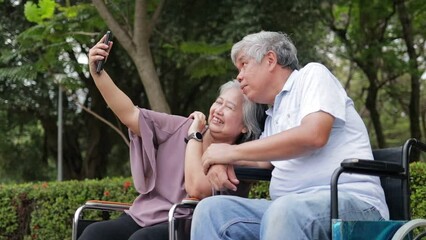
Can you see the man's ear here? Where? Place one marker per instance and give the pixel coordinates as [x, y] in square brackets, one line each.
[244, 130]
[271, 58]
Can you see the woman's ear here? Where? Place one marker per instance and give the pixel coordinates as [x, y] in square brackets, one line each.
[244, 130]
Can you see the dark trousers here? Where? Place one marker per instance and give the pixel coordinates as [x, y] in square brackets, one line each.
[124, 228]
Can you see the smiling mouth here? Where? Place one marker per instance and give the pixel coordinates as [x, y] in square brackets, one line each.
[217, 120]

▸ The problem: Please rewrite the material with "marker" renamed to "point" throughout, changing nothing else and omitting the pictures.

▸ Full solution:
Can you see the man's ear here? Where? Place one point per instance and give the pixel coordinates as [x, y] in square brackets, one line each.
[244, 130]
[271, 58]
Can you see the woman's ear here? Where? Place one point per instance and give the pixel coordinates as [x, y] in square brackets, one line each.
[244, 130]
Can you see the dark trousers here? Where? Place one point per instance and give the pixel coordinates as [x, y] in square brackets, one line each.
[124, 228]
Can you see the smiling mouth here? Where? Place one point per instance and give the pixel coordinates as [x, y] in square brackets, one line each.
[217, 120]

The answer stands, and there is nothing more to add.